### Trecho da página
-------------------------

Roberto está colhendo seus milhões através do programa que vai ao ar na RedeTV
as duas da tarde e duas da manhã.
Roberto ainda é tosco, sem as “sutilezas”
de um R.R Soares ou de um Malafaia. Em seu programa, os únicos versículos
bíblicos citados são os que tratam de dar, doar, ofertar. Outros sofrem livre
interpretação do “bispo”. Palavras como: semear, colher, plantar, servem como
provas da necessidade, da obrigatoriedade do ofertório. O dinheiro que ele
pede, roga, implora aos fiéis telespectadores é para custear o programa de TV que
tem como finalidade pedir, rogar, implorar por dinheiro para manter no ar o
programa para que ele possa pedir, rogar, implorar por dinheiro para não tirar
do ar o programa que...
Como disse, Roberto ainda parece
cru no ofício de arrebanhar fortunas. Sem embargo não podemos lhe negar certa
inovação no gênero. Por exemplo: Seu programa é o único que conheço que tem um
puxadinho. Sim. Num quartinho, separados por uma cortina do espaço principal do
estúdio, estão alguns pastores da Igreja da fé renovada em Cristo. Roberto dá
a deixa para sua participação dizendo:_Não é pastor fulano? _Sim bispo Roberto,
responde um homem pequeno, gorducho e sempre suado, cujo pescoço é pouco para
colarinho e gravata. E enquanto fala das coisas do céu e da terra (mais terra
do que céu), outros membros da seita, postados em torno de algo que parece representar a
arca da aliança (ou será o baú da felicidade?) tendo as mãos com as palmas
voltadas para cima, apertam firmemente os olhos fechados e movem os lábios em oração. De repente o
homem desprovido de pescoço, num arrebatamento, começa a falar em línguas. No auge de
seus alabaias é interrompido por Roberto que bota ordem no pagode e recomeça
sua arenga arrecadadora. Acontece o mesmo todo dia.
Outra inovação da Igreja da fé
renovada em Cristo, são as telefonistas que estão no estúdio como se fossem
atendentes de telemarketing. Uniformizadas, elas recebem as ofertas que estarão
sendo encaminhadas para o bolso do “Bispo”.
Enquanto ensina como depositar as ofertas e
pagar o carnê através da rede bancária, Roberto ameaça abrir 100 “igrejas” em
um só estado da federação.
Ele, que é carioca, fez carreira
em São Paulo
e já pregou em Angola.
Deus , que manja de economia, crescimento do emprego e bolsa
família, mandou que Roberto voltasse ao Brasil para a colheita. Isso ele disse
encarando a câmera com a qual contracena como um repórter policial do Datena.
Muitas vezes durante o programa, pede close up e desafia os telespectadores
para que olhem no seu rosto e digam se ele tem cara de quem os está enganando.

-------------------------

### Material extraído

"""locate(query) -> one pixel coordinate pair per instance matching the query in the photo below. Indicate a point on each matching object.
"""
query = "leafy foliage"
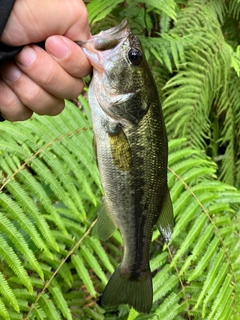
(53, 266)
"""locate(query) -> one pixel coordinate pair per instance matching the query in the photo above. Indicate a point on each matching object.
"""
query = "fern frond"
(97, 10)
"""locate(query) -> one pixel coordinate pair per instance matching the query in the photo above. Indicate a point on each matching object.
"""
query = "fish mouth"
(103, 41)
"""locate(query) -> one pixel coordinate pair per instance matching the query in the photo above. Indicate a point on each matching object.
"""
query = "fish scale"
(131, 150)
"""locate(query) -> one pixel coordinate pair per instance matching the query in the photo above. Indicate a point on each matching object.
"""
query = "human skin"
(39, 80)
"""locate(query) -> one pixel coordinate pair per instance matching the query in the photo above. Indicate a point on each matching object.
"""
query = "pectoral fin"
(165, 222)
(105, 225)
(120, 150)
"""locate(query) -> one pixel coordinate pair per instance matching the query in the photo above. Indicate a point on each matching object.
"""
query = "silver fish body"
(131, 149)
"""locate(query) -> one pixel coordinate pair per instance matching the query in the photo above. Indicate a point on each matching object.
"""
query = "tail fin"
(136, 293)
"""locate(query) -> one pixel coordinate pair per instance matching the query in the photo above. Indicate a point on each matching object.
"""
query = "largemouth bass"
(132, 151)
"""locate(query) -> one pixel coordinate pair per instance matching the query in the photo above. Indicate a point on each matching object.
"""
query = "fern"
(53, 266)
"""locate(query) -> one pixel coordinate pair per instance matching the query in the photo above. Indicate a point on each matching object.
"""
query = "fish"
(132, 154)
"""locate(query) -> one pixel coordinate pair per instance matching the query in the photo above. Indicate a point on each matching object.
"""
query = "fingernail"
(27, 56)
(57, 47)
(11, 73)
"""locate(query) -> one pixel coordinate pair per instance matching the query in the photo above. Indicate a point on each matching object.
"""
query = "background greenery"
(53, 266)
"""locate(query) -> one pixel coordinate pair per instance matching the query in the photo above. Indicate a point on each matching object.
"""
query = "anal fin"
(136, 293)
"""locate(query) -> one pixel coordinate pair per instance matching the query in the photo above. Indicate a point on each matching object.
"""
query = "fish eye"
(135, 56)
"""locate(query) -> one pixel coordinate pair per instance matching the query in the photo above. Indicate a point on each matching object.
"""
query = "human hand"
(39, 80)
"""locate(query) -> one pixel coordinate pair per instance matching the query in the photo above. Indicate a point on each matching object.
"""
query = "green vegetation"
(53, 266)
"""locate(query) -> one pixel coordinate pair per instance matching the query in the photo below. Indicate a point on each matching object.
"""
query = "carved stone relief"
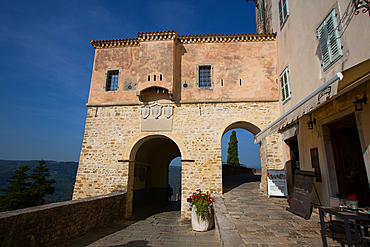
(156, 110)
(168, 111)
(145, 111)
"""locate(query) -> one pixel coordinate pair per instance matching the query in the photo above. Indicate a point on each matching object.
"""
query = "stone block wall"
(58, 223)
(112, 132)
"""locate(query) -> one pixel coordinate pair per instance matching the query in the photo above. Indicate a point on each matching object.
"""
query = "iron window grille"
(285, 87)
(205, 76)
(112, 80)
(283, 11)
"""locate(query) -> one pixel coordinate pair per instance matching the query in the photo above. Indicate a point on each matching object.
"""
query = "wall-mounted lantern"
(359, 103)
(311, 123)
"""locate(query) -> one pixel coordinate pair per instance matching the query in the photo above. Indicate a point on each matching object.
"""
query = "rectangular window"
(284, 83)
(283, 11)
(204, 75)
(112, 80)
(329, 41)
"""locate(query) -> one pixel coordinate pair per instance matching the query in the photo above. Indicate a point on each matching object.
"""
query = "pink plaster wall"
(254, 63)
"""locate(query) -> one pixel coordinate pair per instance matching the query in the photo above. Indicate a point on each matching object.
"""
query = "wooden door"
(349, 162)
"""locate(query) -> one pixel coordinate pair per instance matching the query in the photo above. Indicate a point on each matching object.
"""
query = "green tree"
(40, 186)
(26, 190)
(16, 194)
(232, 150)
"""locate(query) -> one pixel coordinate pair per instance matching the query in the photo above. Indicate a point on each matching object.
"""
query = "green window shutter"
(329, 41)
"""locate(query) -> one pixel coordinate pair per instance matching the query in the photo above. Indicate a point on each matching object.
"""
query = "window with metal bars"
(285, 87)
(205, 76)
(112, 80)
(283, 11)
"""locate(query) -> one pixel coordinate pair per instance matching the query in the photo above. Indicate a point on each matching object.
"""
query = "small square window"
(285, 87)
(111, 83)
(283, 11)
(204, 76)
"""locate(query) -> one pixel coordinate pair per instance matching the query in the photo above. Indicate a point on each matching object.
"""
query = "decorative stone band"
(149, 36)
(185, 39)
(222, 38)
(114, 43)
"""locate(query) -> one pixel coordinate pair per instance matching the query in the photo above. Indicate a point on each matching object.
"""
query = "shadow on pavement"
(134, 243)
(144, 211)
(140, 212)
(233, 181)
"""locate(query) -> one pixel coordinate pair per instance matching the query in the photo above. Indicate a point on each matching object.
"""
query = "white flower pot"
(199, 224)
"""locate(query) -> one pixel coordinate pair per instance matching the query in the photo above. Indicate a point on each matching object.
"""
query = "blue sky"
(46, 61)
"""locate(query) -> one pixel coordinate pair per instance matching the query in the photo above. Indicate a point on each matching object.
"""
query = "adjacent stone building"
(162, 95)
(323, 65)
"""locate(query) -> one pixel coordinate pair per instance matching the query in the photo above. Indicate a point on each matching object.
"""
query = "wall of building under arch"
(111, 133)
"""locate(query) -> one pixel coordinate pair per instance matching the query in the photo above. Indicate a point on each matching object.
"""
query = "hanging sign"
(276, 183)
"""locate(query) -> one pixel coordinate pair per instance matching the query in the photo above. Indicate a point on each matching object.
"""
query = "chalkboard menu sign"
(301, 200)
(276, 183)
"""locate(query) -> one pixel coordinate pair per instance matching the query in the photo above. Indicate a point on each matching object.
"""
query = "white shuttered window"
(329, 41)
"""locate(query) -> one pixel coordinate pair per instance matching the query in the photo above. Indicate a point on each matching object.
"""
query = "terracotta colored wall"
(246, 68)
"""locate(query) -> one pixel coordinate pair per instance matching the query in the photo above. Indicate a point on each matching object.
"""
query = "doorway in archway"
(174, 178)
(249, 167)
(248, 152)
(152, 156)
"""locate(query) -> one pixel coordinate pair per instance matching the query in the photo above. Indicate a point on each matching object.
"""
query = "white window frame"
(329, 40)
(285, 85)
(283, 11)
(105, 88)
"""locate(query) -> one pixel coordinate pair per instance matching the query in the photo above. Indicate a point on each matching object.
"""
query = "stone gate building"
(160, 96)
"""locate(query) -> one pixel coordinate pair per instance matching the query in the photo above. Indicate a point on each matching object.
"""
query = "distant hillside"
(63, 172)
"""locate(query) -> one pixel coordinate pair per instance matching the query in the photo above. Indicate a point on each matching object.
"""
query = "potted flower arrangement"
(202, 211)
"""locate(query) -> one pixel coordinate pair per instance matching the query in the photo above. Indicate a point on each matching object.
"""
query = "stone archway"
(245, 164)
(150, 158)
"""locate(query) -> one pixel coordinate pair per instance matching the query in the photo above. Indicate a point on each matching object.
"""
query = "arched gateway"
(161, 96)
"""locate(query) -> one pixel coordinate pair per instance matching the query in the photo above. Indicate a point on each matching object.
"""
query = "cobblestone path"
(158, 225)
(263, 221)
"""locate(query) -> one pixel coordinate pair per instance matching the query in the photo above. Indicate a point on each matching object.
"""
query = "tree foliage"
(232, 150)
(27, 190)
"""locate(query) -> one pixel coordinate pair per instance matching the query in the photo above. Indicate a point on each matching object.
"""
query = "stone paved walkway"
(257, 220)
(157, 225)
(263, 221)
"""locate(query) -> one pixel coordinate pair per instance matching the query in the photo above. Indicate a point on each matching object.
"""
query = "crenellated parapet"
(185, 39)
(222, 38)
(110, 43)
(157, 36)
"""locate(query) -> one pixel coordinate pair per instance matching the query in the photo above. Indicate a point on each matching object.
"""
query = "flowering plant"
(202, 201)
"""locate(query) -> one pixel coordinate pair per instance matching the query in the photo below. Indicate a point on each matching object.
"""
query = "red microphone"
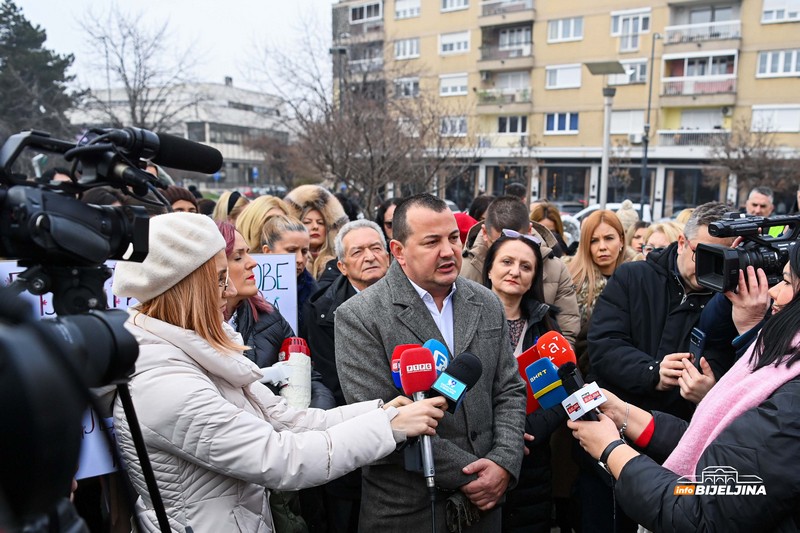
(555, 347)
(524, 360)
(417, 374)
(292, 345)
(398, 351)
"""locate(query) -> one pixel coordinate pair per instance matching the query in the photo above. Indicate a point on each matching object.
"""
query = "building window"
(453, 85)
(628, 25)
(513, 38)
(405, 9)
(454, 43)
(563, 76)
(561, 30)
(453, 126)
(779, 119)
(780, 11)
(513, 124)
(561, 124)
(626, 122)
(635, 72)
(406, 48)
(406, 87)
(365, 13)
(453, 5)
(778, 63)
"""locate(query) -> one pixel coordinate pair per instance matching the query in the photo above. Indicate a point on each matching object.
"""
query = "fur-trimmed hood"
(316, 197)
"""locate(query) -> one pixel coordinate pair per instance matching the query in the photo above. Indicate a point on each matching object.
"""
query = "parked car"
(585, 212)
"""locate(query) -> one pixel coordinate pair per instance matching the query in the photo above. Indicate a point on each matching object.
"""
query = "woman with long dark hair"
(513, 271)
(740, 449)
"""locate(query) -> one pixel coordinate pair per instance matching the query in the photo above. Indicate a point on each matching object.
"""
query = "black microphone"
(167, 150)
(460, 376)
(572, 381)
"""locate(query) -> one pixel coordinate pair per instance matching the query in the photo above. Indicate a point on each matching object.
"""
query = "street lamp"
(604, 68)
(646, 136)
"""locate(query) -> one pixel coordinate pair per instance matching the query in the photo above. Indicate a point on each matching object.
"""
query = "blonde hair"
(192, 304)
(672, 230)
(221, 213)
(276, 227)
(582, 267)
(250, 223)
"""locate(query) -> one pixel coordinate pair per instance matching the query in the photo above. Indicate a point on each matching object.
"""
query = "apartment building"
(516, 71)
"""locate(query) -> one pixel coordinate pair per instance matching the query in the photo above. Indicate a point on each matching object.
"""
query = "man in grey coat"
(478, 449)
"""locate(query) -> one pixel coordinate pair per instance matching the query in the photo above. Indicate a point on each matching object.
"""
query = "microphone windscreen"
(542, 377)
(466, 368)
(398, 351)
(441, 356)
(555, 347)
(417, 370)
(177, 152)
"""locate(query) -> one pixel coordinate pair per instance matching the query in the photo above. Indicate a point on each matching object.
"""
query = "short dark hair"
(400, 229)
(516, 190)
(507, 212)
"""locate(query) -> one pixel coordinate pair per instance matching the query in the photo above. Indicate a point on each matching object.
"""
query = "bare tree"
(754, 157)
(143, 68)
(364, 132)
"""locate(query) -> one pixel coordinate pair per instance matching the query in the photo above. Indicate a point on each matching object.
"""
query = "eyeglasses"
(516, 235)
(224, 284)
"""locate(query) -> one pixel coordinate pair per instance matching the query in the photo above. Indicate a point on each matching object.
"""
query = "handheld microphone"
(417, 374)
(167, 150)
(460, 376)
(524, 360)
(543, 380)
(573, 383)
(555, 347)
(398, 351)
(441, 356)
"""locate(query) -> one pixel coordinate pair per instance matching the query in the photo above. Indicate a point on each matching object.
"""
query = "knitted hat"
(179, 243)
(627, 215)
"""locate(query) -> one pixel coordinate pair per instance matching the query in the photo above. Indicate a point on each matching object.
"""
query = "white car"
(586, 211)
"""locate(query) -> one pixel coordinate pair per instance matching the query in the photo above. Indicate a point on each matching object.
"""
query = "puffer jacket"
(559, 290)
(216, 440)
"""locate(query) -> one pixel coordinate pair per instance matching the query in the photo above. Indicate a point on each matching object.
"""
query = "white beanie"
(179, 243)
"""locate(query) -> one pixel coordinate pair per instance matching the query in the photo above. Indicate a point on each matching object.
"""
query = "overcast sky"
(225, 32)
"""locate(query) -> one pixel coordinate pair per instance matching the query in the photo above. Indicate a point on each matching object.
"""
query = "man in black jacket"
(362, 259)
(639, 331)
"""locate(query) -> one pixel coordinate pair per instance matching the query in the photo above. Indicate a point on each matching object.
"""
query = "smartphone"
(697, 343)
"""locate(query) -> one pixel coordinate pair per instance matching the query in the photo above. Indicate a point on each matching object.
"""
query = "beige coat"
(559, 290)
(216, 437)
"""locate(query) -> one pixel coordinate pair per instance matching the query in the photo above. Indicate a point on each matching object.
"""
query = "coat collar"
(416, 317)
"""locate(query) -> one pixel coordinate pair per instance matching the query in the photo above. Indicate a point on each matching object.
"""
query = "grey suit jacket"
(490, 421)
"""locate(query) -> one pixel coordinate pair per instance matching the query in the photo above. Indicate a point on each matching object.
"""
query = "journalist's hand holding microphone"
(420, 417)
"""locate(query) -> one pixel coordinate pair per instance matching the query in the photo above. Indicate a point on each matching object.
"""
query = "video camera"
(718, 266)
(46, 366)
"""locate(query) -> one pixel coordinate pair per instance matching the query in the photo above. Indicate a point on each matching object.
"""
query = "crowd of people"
(229, 454)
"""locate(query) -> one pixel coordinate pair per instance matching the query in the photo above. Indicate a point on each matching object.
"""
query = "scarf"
(739, 390)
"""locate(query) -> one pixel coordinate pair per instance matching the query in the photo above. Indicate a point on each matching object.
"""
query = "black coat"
(643, 314)
(528, 505)
(318, 331)
(763, 442)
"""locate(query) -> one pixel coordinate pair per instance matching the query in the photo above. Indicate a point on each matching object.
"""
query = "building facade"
(699, 69)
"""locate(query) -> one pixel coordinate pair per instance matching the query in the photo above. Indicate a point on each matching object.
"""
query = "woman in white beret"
(214, 439)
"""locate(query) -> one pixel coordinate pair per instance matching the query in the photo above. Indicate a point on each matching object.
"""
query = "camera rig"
(718, 266)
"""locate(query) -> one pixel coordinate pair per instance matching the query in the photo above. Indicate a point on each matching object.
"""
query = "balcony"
(498, 12)
(713, 137)
(494, 57)
(695, 33)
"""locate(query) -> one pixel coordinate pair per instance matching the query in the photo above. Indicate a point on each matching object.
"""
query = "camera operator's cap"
(179, 244)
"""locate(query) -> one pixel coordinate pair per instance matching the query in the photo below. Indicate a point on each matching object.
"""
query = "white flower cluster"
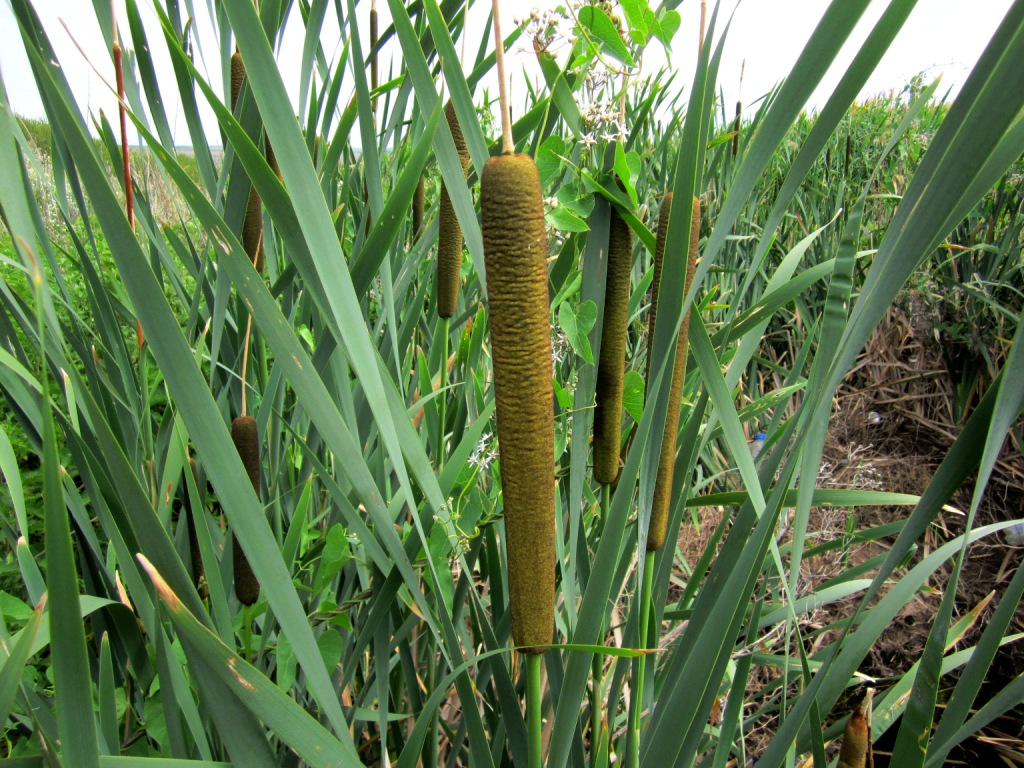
(548, 29)
(484, 452)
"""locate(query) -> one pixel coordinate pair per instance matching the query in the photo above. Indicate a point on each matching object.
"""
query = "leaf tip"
(163, 589)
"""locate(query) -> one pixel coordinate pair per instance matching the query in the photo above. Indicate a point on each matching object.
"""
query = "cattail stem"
(247, 631)
(122, 114)
(534, 705)
(663, 486)
(431, 744)
(245, 361)
(640, 664)
(442, 332)
(503, 92)
(374, 66)
(598, 733)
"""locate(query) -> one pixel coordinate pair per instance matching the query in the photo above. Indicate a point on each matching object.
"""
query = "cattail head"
(663, 486)
(515, 255)
(419, 204)
(735, 130)
(238, 77)
(246, 439)
(857, 735)
(608, 413)
(252, 224)
(449, 229)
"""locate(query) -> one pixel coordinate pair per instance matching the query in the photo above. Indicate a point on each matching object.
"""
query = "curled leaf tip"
(163, 588)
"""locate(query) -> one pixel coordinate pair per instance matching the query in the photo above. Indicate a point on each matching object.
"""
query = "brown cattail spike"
(857, 736)
(608, 414)
(252, 224)
(449, 229)
(246, 440)
(663, 485)
(515, 255)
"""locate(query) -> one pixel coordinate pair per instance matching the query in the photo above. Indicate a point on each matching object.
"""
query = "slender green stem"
(597, 731)
(640, 664)
(247, 626)
(534, 698)
(431, 743)
(442, 331)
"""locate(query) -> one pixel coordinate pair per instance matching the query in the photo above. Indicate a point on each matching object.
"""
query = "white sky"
(940, 37)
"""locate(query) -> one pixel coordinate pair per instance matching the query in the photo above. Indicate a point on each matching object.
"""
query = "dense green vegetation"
(375, 623)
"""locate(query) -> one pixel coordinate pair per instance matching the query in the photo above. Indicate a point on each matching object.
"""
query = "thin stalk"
(245, 361)
(534, 699)
(598, 734)
(503, 91)
(442, 331)
(431, 744)
(640, 664)
(247, 617)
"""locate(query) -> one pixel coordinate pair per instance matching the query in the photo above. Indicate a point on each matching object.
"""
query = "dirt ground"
(892, 424)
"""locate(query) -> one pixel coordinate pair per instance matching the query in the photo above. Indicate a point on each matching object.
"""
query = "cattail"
(857, 736)
(735, 131)
(515, 251)
(246, 440)
(252, 224)
(419, 203)
(374, 39)
(449, 230)
(608, 414)
(194, 519)
(666, 467)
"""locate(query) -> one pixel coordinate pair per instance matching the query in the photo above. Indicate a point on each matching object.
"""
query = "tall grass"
(375, 525)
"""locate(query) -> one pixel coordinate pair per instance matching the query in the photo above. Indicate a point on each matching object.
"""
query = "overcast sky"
(941, 37)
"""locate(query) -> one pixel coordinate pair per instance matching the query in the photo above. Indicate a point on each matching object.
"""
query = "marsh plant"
(283, 513)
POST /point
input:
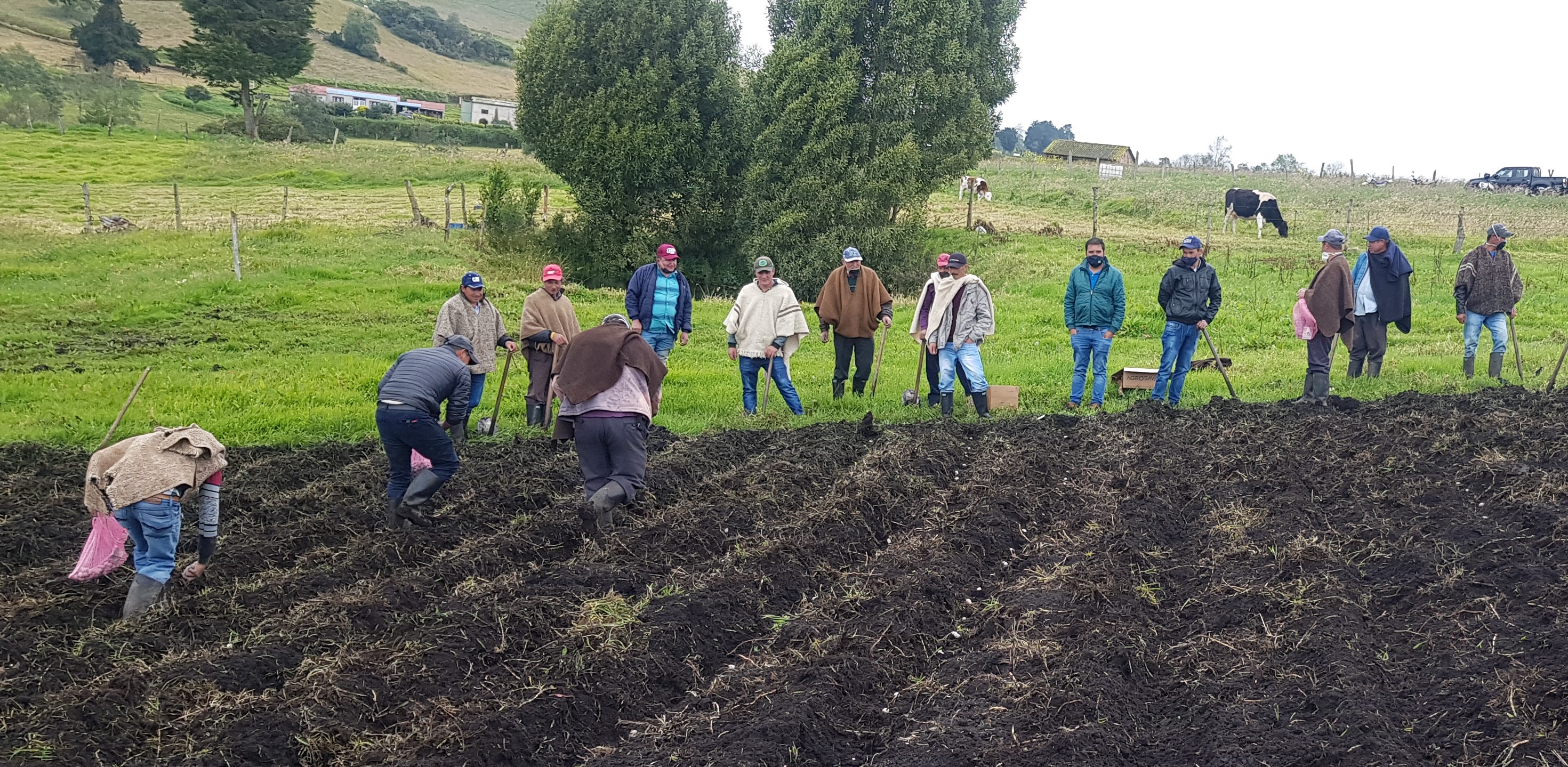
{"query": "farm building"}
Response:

-------------------------

### O que fazer
A. Segundo o trecho sobre o programa de Roberto na RedeTV, para que serve o dinheiro que ele pede aos telespectadores? Responda em até três frases.
B. Dê continuidade ao trecho sobre o programa de Roberto na RedeTV a partir da última frase apresentada.
O material provém de uma fonte distinta.

### Respostas esperadas
A. O dinheiro serve para custear o programa de TV. A finalidade desse programa, por sua vez, é pedir dinheiro para se manter no ar. O texto descreve esse raciocínio como um ciclo que se repete indefinidamente.

B.
Numa dessas, não agüentou e riu com alguma gracinha que lhe sopraram pelo ponto
eletrônico. Você acha que é muita desfaçatez? Pois tem pior.
Tem a Igreja Templária. Não sei
em que dia e canal o programa dos templários vai ao ar. Creio que foi num fim de
semana que vi a encenação. Quando liguei a TV, o programa já ia pela metade e o pastor de
almas estava no auge de sua “pregação”, exigia as ofertas e doações sob pena de
seu programa não poder mais ser exibido. Não me lembro se os templários são
adeptos dos carnês. Têm sim, muitos papeizinhos. Num deles, após oferta, o crente
escreve um pedido que segundo o homenzinho que comanda o programa, deve ser
algo próximo do impossível para os terrenos esforços. Dava exemplos:_ “Uma casa
ou um carro que você quer vender”. E eu pensando que os classificados do
Estadão resolviam essas coisas. Que nada.
O homenzinho, do qual não
guardei o nome, não faz seu programa em pé como Roberto ou Waldemiro. Prefere
estar sentado atrás de uma mesa onde repousam os papeizinhos. E também trás inovações.
Em outro papel em forma de questionário, o crente responde a 23 perguntas e tem
o direito de fazer mais 3, que o reverendo repassará à Deus e enviará a resposta
pelo correio ou meio eletrônico.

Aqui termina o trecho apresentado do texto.